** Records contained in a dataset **
-=-=-

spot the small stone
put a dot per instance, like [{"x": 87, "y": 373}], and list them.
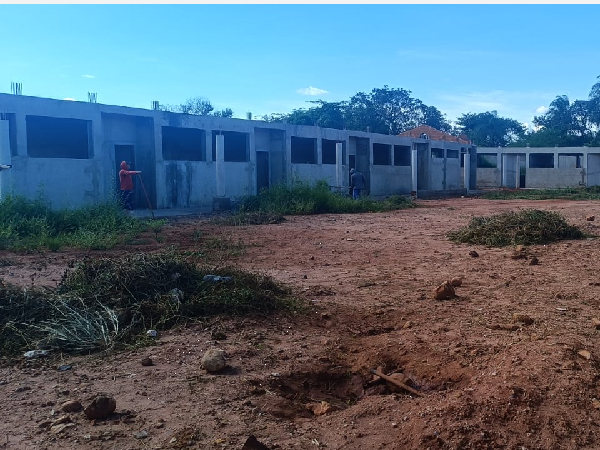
[
  {"x": 61, "y": 419},
  {"x": 213, "y": 360},
  {"x": 319, "y": 409},
  {"x": 218, "y": 336},
  {"x": 147, "y": 361},
  {"x": 254, "y": 444},
  {"x": 456, "y": 282},
  {"x": 141, "y": 435},
  {"x": 35, "y": 354},
  {"x": 101, "y": 407},
  {"x": 522, "y": 318},
  {"x": 56, "y": 429},
  {"x": 585, "y": 354},
  {"x": 71, "y": 406},
  {"x": 400, "y": 377},
  {"x": 445, "y": 291},
  {"x": 520, "y": 252}
]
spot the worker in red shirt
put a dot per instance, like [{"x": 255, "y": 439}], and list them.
[{"x": 127, "y": 185}]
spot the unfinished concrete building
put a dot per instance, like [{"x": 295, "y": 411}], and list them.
[
  {"x": 71, "y": 152},
  {"x": 542, "y": 168}
]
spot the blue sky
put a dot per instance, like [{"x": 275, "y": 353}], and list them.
[{"x": 460, "y": 58}]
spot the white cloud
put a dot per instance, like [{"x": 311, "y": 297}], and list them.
[
  {"x": 517, "y": 105},
  {"x": 312, "y": 91}
]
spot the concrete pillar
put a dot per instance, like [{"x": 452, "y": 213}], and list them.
[
  {"x": 5, "y": 158},
  {"x": 220, "y": 165},
  {"x": 319, "y": 151},
  {"x": 288, "y": 158},
  {"x": 467, "y": 172},
  {"x": 21, "y": 126},
  {"x": 517, "y": 171},
  {"x": 208, "y": 141},
  {"x": 339, "y": 174},
  {"x": 414, "y": 168}
]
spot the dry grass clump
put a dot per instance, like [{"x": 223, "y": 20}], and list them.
[
  {"x": 103, "y": 303},
  {"x": 526, "y": 227}
]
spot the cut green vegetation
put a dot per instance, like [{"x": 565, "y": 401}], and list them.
[
  {"x": 32, "y": 224},
  {"x": 303, "y": 198},
  {"x": 575, "y": 193},
  {"x": 106, "y": 303},
  {"x": 527, "y": 227},
  {"x": 250, "y": 218}
]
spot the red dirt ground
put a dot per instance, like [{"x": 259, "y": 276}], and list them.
[{"x": 488, "y": 383}]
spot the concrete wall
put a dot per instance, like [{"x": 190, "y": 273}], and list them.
[
  {"x": 564, "y": 172},
  {"x": 181, "y": 183}
]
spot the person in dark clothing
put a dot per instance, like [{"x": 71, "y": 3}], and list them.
[
  {"x": 357, "y": 183},
  {"x": 127, "y": 185}
]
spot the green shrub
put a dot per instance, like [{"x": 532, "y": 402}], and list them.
[
  {"x": 31, "y": 224},
  {"x": 302, "y": 198}
]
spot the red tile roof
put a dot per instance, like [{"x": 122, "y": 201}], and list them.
[{"x": 435, "y": 135}]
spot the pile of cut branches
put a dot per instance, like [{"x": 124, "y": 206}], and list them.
[
  {"x": 526, "y": 227},
  {"x": 103, "y": 303}
]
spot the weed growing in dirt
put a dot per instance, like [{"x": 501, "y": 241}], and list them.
[
  {"x": 527, "y": 227},
  {"x": 575, "y": 193},
  {"x": 250, "y": 218},
  {"x": 303, "y": 198},
  {"x": 103, "y": 303},
  {"x": 32, "y": 224}
]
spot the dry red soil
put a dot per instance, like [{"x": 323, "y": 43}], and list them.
[{"x": 487, "y": 382}]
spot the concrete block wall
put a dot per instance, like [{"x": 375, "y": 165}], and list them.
[
  {"x": 564, "y": 172},
  {"x": 181, "y": 183}
]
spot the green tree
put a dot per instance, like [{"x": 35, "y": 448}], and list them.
[
  {"x": 594, "y": 104},
  {"x": 384, "y": 110},
  {"x": 564, "y": 124},
  {"x": 198, "y": 106},
  {"x": 434, "y": 118},
  {"x": 488, "y": 130}
]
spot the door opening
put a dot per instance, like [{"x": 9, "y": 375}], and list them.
[
  {"x": 126, "y": 153},
  {"x": 262, "y": 171}
]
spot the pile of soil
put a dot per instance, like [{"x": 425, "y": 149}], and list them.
[{"x": 510, "y": 362}]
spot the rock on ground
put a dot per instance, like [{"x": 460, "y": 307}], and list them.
[
  {"x": 101, "y": 407},
  {"x": 214, "y": 360},
  {"x": 445, "y": 291}
]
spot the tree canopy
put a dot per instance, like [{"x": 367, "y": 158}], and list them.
[
  {"x": 390, "y": 110},
  {"x": 488, "y": 130},
  {"x": 198, "y": 106},
  {"x": 384, "y": 110}
]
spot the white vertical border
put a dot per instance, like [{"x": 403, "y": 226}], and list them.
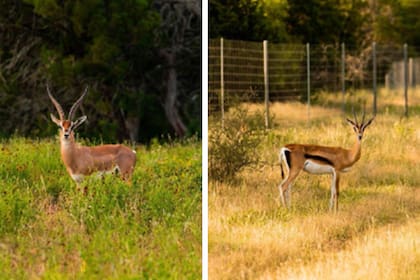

-=-=-

** Problem **
Would you print exactly, and only, the lines of the data above from the line with "spot the unfinished concrete building" through the line with "spot the white cloud", inclusive?

** Written response **
spot the unfinished concrete building
put a dot per instance, like [{"x": 295, "y": 411}], and list them.
[
  {"x": 71, "y": 152},
  {"x": 542, "y": 168}
]
spot the blue sky
put a dot per instance, like [{"x": 275, "y": 353}], and list them.
[{"x": 460, "y": 58}]
spot the white cloud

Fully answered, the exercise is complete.